:: Your instructions ::
Your task is to repeat the entries exactly from their first line through the line with "Provide the mask", and to stop there.

[Collected data]
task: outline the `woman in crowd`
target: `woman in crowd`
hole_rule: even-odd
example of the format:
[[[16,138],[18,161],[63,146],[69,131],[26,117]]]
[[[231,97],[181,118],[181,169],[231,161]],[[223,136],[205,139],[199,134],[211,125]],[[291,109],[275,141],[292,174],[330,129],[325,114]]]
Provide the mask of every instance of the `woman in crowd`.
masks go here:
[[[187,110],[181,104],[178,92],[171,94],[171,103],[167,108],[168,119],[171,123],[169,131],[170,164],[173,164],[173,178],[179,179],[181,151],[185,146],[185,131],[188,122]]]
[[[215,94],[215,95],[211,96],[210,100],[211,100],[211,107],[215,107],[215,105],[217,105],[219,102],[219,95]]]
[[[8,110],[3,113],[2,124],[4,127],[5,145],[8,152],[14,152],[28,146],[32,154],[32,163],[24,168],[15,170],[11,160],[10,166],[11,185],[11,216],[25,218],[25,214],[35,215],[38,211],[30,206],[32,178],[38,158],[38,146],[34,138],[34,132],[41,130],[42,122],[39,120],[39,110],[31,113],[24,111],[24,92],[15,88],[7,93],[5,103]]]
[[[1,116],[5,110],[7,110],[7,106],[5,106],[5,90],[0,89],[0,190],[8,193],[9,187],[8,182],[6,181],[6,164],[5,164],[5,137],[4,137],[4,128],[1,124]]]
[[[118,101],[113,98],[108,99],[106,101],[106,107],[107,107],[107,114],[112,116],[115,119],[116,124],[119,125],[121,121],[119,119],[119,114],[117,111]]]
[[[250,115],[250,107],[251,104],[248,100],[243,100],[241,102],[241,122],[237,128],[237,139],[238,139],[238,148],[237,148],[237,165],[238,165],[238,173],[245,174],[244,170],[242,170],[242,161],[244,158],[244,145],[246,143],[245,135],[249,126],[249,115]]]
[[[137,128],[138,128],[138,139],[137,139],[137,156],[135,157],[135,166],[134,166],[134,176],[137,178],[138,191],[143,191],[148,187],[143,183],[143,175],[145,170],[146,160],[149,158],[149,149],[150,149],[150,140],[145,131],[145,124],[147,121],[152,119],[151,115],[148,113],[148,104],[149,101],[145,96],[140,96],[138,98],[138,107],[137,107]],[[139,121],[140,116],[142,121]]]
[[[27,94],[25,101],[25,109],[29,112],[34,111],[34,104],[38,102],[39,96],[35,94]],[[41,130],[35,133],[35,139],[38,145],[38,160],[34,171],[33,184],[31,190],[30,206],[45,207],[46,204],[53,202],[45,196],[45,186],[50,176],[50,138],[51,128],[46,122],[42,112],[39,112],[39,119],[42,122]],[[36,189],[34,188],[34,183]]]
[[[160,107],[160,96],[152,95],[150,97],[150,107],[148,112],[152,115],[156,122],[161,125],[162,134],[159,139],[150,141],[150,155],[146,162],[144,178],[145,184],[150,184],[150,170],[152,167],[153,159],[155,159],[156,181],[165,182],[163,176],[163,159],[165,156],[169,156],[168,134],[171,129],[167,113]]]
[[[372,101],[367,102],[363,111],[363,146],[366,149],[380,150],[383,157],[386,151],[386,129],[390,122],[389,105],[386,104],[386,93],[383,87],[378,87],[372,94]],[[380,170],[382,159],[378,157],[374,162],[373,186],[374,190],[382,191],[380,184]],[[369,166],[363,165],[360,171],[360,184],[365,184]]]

:: Result of the exercise ::
task: outline the `woman in crowd`
target: `woman in crowd`
hole_rule: even-odd
example of the format:
[[[16,138],[18,161],[63,146],[69,131],[26,117]]]
[[[231,97],[181,118],[181,169],[231,161]],[[223,136],[205,139],[199,134],[211,125]],[[291,109],[275,141],[292,174],[330,129],[325,114]]]
Provide the mask of every instance of the `woman in crowd`.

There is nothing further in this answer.